> WHAT YOU ARE ASKED TO DO: Repeat every line of the data below word for word.

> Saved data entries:
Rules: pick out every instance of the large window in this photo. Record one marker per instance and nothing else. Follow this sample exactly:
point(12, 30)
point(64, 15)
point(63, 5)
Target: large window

> COMPLETE ANSWER:
Rules: pick out every instance of the large window in this photo. Record one marker per instance and nothing else. Follow this sample exactly:
point(12, 30)
point(64, 15)
point(63, 5)
Target: large window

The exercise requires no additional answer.